- Exercise goal: Starting from the beginning of the data and ending with the line containing "104L197 98L191 91L186", write those lines out again with "grateful" replaced by "thankful" and nothing else altered. Omit the pictures.

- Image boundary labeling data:
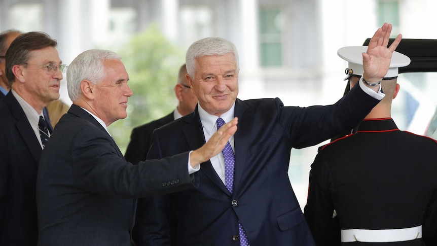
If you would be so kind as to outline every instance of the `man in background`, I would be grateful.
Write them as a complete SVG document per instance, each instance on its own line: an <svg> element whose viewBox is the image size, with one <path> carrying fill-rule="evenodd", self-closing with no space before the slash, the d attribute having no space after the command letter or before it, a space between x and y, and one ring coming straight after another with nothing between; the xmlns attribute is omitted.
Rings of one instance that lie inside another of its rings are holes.
<svg viewBox="0 0 437 246"><path fill-rule="evenodd" d="M339 50L339 55L349 62L351 87L363 74L360 57L367 49ZM425 220L433 221L431 228L437 221L424 215L437 192L437 142L399 130L391 116L392 100L400 88L398 67L409 63L410 58L394 52L381 82L386 96L356 133L319 148L311 165L305 208L318 246L352 242L425 245L422 240L428 245L435 236L437 232L422 234L422 229Z"/></svg>
<svg viewBox="0 0 437 246"><path fill-rule="evenodd" d="M11 89L6 78L6 51L12 41L21 34L16 30L8 30L0 33L0 100L8 94Z"/></svg>
<svg viewBox="0 0 437 246"><path fill-rule="evenodd" d="M62 64L57 43L43 32L22 34L6 52L11 91L0 100L0 245L34 245L35 184L52 127L44 107L59 97Z"/></svg>
<svg viewBox="0 0 437 246"><path fill-rule="evenodd" d="M197 104L197 98L191 91L186 75L187 66L184 64L179 69L177 83L174 86L174 94L178 101L176 109L161 119L133 128L124 155L127 161L137 163L145 160L147 152L152 145L153 130L194 110Z"/></svg>
<svg viewBox="0 0 437 246"><path fill-rule="evenodd" d="M172 112L161 119L138 126L132 130L130 135L130 142L124 155L126 161L132 163L137 163L145 160L147 152L152 145L152 135L154 130L188 115L194 110L196 104L197 104L197 98L193 93L191 88L188 85L186 75L187 65L184 64L179 69L177 83L174 86L174 94L179 102L176 109ZM148 199L144 198L146 200ZM145 202L147 202L147 201ZM134 242L137 245L140 245L138 227L141 224L141 215L143 210L141 209L142 202L142 199L138 199L135 223L132 230L132 238ZM173 217L172 220L171 226L172 230L175 230L177 227L175 219L175 217ZM172 233L172 235L175 235L175 233Z"/></svg>

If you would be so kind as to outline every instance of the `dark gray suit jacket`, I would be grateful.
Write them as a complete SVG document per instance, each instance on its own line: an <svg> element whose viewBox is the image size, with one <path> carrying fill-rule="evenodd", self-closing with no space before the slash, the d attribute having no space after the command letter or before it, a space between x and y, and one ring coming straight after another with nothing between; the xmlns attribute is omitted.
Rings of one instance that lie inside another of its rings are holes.
<svg viewBox="0 0 437 246"><path fill-rule="evenodd" d="M11 92L0 100L0 245L34 245L38 234L35 186L42 150Z"/></svg>
<svg viewBox="0 0 437 246"><path fill-rule="evenodd" d="M188 157L129 163L95 119L72 105L41 156L38 245L131 245L135 198L192 187Z"/></svg>

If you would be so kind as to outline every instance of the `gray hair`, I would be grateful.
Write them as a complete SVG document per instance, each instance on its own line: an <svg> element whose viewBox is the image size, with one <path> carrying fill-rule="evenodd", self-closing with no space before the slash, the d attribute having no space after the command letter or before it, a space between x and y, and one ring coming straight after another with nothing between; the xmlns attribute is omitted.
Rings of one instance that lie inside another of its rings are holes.
<svg viewBox="0 0 437 246"><path fill-rule="evenodd" d="M187 72L192 79L194 78L196 57L206 55L224 55L228 53L234 54L238 71L240 67L238 52L232 42L218 37L205 38L196 41L190 46L187 51L185 56Z"/></svg>
<svg viewBox="0 0 437 246"><path fill-rule="evenodd" d="M81 83L88 80L93 84L101 82L105 77L103 61L121 60L116 53L105 50L88 50L79 54L67 69L67 89L71 101L82 94Z"/></svg>

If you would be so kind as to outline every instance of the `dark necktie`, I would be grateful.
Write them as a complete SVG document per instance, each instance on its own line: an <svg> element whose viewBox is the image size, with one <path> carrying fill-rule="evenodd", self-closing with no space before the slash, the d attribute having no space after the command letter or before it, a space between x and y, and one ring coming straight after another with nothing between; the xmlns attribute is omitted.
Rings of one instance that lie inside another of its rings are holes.
<svg viewBox="0 0 437 246"><path fill-rule="evenodd" d="M38 126L40 127L40 137L41 138L41 143L43 144L43 149L49 140L49 130L47 129L47 123L43 116L40 116L40 121L38 122Z"/></svg>
<svg viewBox="0 0 437 246"><path fill-rule="evenodd" d="M225 124L225 121L221 118L217 119L217 130ZM222 151L223 157L225 158L225 180L226 183L226 186L228 190L232 194L232 190L234 187L234 169L235 166L235 157L234 155L234 151L229 144L229 141L226 143L223 150ZM247 246L249 244L247 240L247 236L246 232L243 228L243 226L240 221L238 221L238 229L240 232L240 245L241 246Z"/></svg>

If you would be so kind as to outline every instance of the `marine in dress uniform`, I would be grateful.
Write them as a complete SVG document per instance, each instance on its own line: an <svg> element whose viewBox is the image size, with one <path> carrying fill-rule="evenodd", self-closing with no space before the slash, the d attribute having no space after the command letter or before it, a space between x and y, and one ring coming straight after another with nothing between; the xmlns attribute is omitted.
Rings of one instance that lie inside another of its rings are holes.
<svg viewBox="0 0 437 246"><path fill-rule="evenodd" d="M361 54L366 49L339 50L349 62L351 84L363 74ZM356 133L318 149L305 208L318 246L423 245L433 236L422 235L422 227L437 191L437 143L400 130L390 114L399 88L397 68L409 63L408 57L393 52L382 82L384 99Z"/></svg>

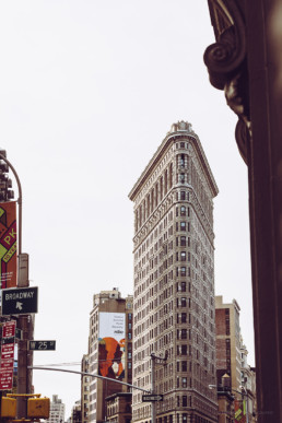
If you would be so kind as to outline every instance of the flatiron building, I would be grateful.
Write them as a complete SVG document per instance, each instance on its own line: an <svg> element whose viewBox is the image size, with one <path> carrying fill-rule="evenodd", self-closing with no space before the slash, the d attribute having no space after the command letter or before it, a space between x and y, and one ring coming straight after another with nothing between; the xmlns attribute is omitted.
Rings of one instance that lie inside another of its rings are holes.
<svg viewBox="0 0 282 423"><path fill-rule="evenodd" d="M134 203L133 385L163 395L156 423L218 421L213 198L191 125L172 126L129 193ZM154 360L152 354L166 360ZM153 379L153 380L152 380ZM153 386L152 386L153 385ZM132 421L152 409L133 390Z"/></svg>

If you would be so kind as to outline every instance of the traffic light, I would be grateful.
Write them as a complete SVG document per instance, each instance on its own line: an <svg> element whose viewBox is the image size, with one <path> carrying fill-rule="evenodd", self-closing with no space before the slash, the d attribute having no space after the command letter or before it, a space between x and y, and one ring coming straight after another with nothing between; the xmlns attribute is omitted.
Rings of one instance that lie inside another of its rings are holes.
<svg viewBox="0 0 282 423"><path fill-rule="evenodd" d="M28 398L27 418L49 419L50 399L49 398Z"/></svg>
<svg viewBox="0 0 282 423"><path fill-rule="evenodd" d="M1 398L1 418L14 419L15 414L16 414L16 399L2 397Z"/></svg>
<svg viewBox="0 0 282 423"><path fill-rule="evenodd" d="M0 149L0 155L7 157L5 150ZM0 201L8 201L14 198L12 188L12 179L8 177L9 166L0 157Z"/></svg>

- Answer for this exercise:
If you would be so kind as to outline every instance of the `man in background`, I would be thankful.
Write them as a complete SVG document per instance, each instance on its own line: an <svg> element whose viewBox is the image size, with one <path> carrying fill-rule="evenodd", self-closing with no space before the slash, the d attribute having no space after the command letter or before it, a space between x and y, and one ring coming straight after another with nothing between; the xmlns attribute is omitted.
Rings of one instance that lie inside another of its rings are holes.
<svg viewBox="0 0 437 246"><path fill-rule="evenodd" d="M339 50L339 55L349 62L351 87L363 74L360 57L367 49ZM425 220L433 221L431 228L437 221L424 215L437 192L437 142L399 130L391 116L392 100L400 88L398 67L409 63L410 58L394 52L381 82L386 96L356 133L319 148L311 165L305 208L318 246L352 242L425 245L422 240L428 245L435 236L437 232L422 234L422 229Z"/></svg>
<svg viewBox="0 0 437 246"><path fill-rule="evenodd" d="M11 89L6 78L6 51L12 41L21 34L16 30L8 30L0 33L0 100L8 94Z"/></svg>
<svg viewBox="0 0 437 246"><path fill-rule="evenodd" d="M62 64L57 43L43 32L22 34L6 52L11 91L0 100L0 245L34 245L35 184L52 127L44 107L59 97Z"/></svg>
<svg viewBox="0 0 437 246"><path fill-rule="evenodd" d="M197 104L197 98L191 91L186 75L187 66L184 64L179 69L177 83L174 86L174 94L178 101L176 109L161 119L133 128L124 155L127 161L137 163L145 160L147 152L152 145L153 130L194 110Z"/></svg>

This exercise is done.